→ **RECORD SET**
- - - -

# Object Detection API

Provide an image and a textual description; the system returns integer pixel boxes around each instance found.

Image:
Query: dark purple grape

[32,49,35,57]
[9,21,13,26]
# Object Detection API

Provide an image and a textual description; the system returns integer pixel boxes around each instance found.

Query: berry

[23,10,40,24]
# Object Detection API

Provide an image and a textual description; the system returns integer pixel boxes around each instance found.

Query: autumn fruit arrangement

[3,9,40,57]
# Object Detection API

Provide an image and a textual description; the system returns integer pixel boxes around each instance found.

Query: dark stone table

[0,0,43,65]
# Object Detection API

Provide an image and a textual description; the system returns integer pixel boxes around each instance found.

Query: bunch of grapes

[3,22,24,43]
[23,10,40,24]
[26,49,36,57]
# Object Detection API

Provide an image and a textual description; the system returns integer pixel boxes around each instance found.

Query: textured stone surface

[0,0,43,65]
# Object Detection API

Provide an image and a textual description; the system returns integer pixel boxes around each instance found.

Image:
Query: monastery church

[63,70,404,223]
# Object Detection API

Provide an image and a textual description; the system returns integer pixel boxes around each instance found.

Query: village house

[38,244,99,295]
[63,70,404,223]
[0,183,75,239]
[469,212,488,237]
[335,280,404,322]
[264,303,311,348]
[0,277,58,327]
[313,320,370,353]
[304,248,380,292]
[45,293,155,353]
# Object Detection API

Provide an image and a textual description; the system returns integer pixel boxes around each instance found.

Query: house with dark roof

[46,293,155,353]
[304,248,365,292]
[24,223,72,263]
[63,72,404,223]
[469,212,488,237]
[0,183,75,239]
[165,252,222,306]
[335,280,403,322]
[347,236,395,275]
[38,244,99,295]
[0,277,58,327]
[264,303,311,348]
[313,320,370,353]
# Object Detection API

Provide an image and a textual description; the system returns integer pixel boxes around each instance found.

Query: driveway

- - - -

→ **REQUIREMENT**
Render every line of the records above as a two-column Markdown table, headed Number and Record line, numbering the rows in order and skipping blank lines.

→ **THE COMPLETED TASK**
| Number | Record line |
|---|---|
| 1 | # Object Detection API |
| 2 | Provide an image and a textual description; the system returns integer pixel boxes around each instance found. |
| 3 | Image: |
| 4 | Query: dark purple grape |
| 5 | [32,49,35,57] |
| 6 | [9,21,13,26] |
| 7 | # Object Detection API |
| 8 | Provide an image and a textual description; the system returns integer pixel boxes around each instance found. |
| 9 | Query: berry |
| 10 | [23,10,40,24] |
| 11 | # Object Detection API |
| 12 | Provide an image and a textual description; the system returns integer pixel boxes around each instance found. |
| 13 | Query: autumn fruit arrangement |
| 14 | [3,9,40,57] |
| 15 | # Object Detection API |
| 16 | Provide an image and a textual description; the system returns integer pixel boxes around each instance found. |
| 17 | Query: dark stone table |
| 18 | [0,0,43,65] |
| 19 | # Object Detection API |
| 20 | Provide an image and a textual description; the system returns integer pixel boxes around each instance found. |
| 21 | Query: bunch of grapes |
| 22 | [3,22,24,43] |
| 23 | [23,10,40,24] |
| 24 | [26,49,36,57] |
| 25 | # Object Detection API |
| 26 | Provide an image and a textual description; the system returns integer pixel boxes around each instance found. |
| 27 | Query: textured stone surface |
| 28 | [0,0,43,65] |
| 29 | # Object Detection API |
| 30 | Provide an image and a textual description; the system returns integer pixel boxes around each instance found. |
| 31 | Image: |
| 32 | Query: monastery church |
| 33 | [63,70,404,223] |
| 34 | # Object Detection API |
| 35 | Provide an image and a textual description; the system returns integer pixel boxes around each instance found. |
| 36 | Query: village house |
| 37 | [38,244,99,295] |
| 38 | [63,70,404,223] |
| 39 | [0,183,75,239] |
| 40 | [469,212,488,237] |
| 41 | [335,280,404,322] |
| 42 | [264,303,311,348] |
| 43 | [0,277,58,327] |
| 44 | [313,320,370,353] |
| 45 | [304,248,380,292] |
| 46 | [45,293,155,353] |
| 47 | # Object Detection API |
| 48 | Provide an image and a textual description; the system returns integer pixel boxes around each instance found. |
| 49 | Query: house with dark roof |
| 50 | [46,293,155,353] |
| 51 | [304,248,365,292] |
| 52 | [24,223,72,263] |
| 53 | [63,72,404,223] |
| 54 | [469,212,488,237] |
| 55 | [0,183,75,239] |
| 56 | [165,252,222,306] |
| 57 | [335,280,403,322] |
| 58 | [347,236,395,275] |
| 59 | [38,244,99,295] |
| 60 | [0,277,58,327] |
| 61 | [264,303,311,348] |
| 62 | [313,320,370,353] |
| 63 | # Object Detection API |
| 64 | Provide an image and a textual description; the system returns integer pixel boxes around each instance found. |
| 65 | Query: driveway |